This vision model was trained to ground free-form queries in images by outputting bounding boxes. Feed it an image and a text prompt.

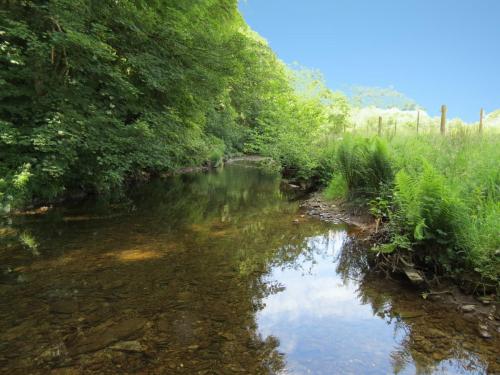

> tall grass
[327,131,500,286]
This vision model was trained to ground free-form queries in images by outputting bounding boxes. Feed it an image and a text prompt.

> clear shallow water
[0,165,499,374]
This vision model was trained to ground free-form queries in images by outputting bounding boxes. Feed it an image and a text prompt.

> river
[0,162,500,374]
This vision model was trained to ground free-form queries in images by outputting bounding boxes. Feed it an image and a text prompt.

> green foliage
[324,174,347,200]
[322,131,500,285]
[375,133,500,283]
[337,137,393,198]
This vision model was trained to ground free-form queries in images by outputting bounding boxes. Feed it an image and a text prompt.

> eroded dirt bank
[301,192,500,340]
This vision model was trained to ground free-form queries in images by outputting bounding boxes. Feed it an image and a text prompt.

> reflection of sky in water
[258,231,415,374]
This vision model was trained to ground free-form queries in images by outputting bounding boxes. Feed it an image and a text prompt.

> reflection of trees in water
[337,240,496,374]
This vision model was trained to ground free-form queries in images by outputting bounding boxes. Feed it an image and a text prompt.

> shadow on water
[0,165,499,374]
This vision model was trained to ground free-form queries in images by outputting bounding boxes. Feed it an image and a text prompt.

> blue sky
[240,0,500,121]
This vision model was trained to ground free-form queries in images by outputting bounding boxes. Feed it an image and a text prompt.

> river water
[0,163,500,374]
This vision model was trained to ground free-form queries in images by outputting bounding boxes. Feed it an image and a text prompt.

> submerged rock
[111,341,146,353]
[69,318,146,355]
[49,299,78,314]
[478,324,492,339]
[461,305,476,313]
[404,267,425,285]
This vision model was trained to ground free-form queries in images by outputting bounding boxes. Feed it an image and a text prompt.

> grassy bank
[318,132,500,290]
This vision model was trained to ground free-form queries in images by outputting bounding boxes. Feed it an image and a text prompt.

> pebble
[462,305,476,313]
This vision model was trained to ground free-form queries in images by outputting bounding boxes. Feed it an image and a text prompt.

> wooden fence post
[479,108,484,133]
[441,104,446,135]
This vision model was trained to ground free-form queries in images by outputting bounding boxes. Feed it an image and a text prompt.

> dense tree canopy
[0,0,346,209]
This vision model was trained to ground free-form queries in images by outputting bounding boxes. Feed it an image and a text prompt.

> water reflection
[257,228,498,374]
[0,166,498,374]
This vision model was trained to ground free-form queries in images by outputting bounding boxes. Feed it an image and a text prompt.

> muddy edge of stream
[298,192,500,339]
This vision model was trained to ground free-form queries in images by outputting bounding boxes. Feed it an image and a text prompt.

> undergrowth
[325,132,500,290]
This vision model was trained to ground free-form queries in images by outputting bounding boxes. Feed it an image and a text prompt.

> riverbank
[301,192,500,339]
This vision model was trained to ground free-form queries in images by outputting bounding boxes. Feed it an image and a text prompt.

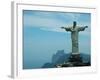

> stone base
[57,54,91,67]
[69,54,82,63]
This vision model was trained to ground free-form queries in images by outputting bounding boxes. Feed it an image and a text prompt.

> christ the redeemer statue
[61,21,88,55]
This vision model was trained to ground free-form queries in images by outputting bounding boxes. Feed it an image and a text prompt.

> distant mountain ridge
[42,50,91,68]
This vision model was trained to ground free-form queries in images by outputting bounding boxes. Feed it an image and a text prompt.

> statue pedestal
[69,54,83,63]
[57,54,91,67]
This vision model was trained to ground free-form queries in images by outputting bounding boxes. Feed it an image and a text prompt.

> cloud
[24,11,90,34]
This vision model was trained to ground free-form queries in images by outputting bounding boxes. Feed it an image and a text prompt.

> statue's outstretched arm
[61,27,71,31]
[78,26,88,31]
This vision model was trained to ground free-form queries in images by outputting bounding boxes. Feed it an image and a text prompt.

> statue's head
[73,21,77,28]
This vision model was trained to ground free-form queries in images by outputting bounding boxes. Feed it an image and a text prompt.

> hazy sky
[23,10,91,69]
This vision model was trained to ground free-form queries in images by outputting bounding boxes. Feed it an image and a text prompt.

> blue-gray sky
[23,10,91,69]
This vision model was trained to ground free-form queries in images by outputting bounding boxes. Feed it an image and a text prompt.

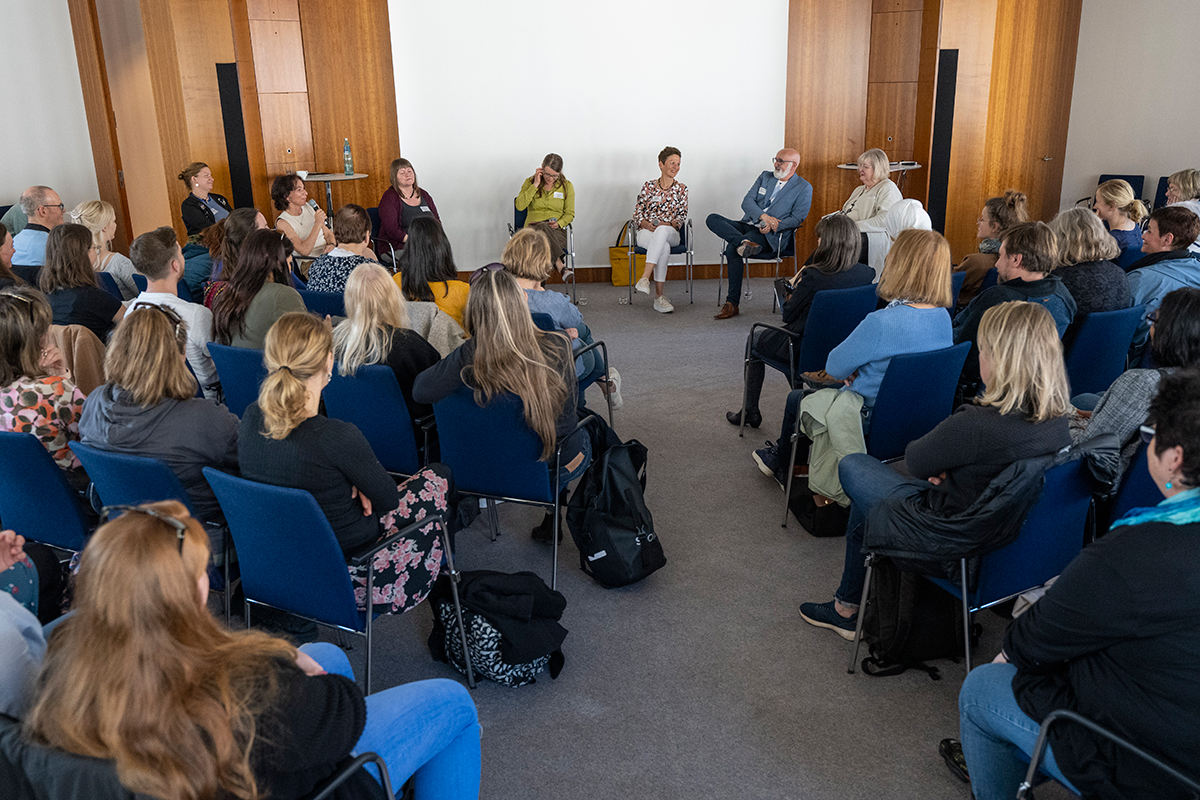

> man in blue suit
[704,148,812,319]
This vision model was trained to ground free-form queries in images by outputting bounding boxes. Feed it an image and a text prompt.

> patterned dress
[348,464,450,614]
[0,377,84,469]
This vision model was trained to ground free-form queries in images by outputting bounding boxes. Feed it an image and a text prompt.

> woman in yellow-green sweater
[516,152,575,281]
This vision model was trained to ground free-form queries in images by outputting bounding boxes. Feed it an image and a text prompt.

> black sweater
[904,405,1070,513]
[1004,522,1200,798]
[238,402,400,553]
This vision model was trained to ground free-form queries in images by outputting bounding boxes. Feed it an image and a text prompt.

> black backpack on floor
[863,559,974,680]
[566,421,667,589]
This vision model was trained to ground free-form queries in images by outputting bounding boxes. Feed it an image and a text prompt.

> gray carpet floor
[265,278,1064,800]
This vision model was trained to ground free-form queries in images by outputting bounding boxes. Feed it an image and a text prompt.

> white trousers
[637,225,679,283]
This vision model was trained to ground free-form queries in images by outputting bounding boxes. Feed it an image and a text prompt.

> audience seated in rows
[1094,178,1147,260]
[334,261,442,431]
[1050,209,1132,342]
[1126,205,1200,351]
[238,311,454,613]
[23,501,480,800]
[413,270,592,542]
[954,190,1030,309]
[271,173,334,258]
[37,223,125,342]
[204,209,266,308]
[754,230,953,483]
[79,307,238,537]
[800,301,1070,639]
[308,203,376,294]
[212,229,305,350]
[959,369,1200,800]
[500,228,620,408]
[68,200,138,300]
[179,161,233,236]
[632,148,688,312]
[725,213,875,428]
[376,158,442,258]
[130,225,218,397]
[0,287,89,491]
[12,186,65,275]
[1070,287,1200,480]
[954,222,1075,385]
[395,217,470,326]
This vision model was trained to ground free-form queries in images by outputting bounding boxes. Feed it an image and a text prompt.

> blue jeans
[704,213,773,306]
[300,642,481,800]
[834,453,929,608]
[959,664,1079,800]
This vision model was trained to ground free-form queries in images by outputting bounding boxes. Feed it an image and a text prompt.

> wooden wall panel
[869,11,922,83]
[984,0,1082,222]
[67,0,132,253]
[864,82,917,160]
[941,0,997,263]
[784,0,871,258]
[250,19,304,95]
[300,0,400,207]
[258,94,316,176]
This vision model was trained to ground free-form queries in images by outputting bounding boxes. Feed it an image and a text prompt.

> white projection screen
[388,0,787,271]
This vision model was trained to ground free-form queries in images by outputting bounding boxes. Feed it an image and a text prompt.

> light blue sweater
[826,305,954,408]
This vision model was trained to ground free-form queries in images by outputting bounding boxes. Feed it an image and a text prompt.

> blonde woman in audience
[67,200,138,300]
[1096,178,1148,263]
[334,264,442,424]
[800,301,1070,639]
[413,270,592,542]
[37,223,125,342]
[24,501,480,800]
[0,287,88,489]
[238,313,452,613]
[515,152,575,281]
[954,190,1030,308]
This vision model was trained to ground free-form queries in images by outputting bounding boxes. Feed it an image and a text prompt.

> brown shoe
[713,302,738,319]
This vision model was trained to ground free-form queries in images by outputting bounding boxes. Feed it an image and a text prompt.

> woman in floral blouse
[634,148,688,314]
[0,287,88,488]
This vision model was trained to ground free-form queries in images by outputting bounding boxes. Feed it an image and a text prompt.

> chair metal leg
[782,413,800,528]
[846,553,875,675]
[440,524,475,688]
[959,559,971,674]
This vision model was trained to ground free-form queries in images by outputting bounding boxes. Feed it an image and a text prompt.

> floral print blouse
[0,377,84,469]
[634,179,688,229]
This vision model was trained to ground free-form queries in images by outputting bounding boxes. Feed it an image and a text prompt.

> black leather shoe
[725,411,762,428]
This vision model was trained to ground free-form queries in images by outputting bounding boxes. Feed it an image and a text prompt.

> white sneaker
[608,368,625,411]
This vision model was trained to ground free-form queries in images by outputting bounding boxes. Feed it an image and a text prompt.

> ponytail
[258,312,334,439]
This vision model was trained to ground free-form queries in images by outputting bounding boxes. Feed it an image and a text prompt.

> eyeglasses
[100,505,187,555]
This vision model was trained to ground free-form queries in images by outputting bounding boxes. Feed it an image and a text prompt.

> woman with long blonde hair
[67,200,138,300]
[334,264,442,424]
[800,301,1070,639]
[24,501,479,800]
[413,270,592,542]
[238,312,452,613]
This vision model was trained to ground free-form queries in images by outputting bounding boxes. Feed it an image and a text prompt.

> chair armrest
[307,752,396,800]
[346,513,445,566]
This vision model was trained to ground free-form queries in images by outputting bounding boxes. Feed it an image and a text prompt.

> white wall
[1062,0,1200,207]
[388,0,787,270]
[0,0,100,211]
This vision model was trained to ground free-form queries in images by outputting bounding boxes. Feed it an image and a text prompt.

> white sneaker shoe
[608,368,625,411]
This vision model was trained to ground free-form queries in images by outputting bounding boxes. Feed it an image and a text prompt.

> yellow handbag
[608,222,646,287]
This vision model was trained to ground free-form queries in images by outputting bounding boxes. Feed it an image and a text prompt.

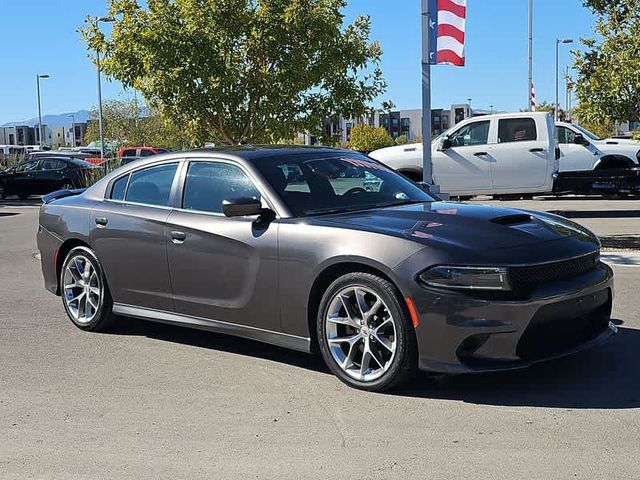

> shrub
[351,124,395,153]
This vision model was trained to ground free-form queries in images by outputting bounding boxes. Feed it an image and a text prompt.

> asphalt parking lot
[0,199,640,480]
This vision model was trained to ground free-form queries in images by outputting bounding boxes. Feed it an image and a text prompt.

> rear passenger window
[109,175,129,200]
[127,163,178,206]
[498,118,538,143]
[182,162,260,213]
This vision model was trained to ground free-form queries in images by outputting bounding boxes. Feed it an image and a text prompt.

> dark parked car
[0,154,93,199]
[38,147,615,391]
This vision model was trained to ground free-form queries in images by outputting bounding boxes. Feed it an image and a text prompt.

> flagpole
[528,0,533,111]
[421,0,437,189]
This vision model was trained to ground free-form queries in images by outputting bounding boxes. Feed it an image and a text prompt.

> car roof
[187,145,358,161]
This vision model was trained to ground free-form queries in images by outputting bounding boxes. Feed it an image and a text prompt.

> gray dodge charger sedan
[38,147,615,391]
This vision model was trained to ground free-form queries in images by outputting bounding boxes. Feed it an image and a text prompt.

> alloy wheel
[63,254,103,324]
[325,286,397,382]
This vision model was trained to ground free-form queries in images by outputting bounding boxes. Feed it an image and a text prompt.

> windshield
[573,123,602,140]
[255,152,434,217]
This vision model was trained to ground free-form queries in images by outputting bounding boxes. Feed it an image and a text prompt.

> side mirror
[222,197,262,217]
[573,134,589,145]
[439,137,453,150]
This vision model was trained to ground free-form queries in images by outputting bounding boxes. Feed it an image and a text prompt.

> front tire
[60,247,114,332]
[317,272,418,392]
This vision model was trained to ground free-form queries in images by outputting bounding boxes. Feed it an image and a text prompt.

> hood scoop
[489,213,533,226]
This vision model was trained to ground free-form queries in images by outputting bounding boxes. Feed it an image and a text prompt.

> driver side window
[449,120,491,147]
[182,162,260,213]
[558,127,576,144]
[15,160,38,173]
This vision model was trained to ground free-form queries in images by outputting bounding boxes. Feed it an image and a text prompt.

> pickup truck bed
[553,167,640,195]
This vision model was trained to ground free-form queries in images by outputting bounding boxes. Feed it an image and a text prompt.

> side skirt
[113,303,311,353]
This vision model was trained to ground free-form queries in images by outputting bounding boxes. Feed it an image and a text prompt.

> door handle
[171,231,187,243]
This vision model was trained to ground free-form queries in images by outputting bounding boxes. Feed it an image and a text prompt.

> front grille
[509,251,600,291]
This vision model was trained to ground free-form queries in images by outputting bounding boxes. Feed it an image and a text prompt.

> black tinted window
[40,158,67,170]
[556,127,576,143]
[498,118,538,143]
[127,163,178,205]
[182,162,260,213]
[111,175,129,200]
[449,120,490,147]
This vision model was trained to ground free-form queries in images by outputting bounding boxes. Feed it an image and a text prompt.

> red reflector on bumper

- Work to be completed: Duplicate the items word for word from their first line through the line that contains "[301,192,500,340]". Leave the pictures out of your answer.

- Answer to this problem:
This vision model was trained to ground free-form queries in images by outputting bounding boxes. Feed it an image and a text prompt.


> tall grass
[327,131,500,286]
This vision model was trained to ground free-form queries in images by outputting bounding boxes. Feed it an image and a text prompt.

> clear shallow water
[0,165,499,374]
This vision model was trained to ground free-form queries in images by outputting bounding boxes. Feed it an image and a text prompt.

> river
[0,162,500,374]
This vision model was trained to ground free-form queries in images by outputting bounding boxes. Feed it an image and a text prompt.

> green foliage
[324,174,347,200]
[322,131,500,285]
[375,133,500,283]
[337,137,393,198]
This vision model was trained to ground free-form queries in images by outputting bounding boxes. Feed it an image and a text prompt.

> eroded dirt bank
[301,192,500,340]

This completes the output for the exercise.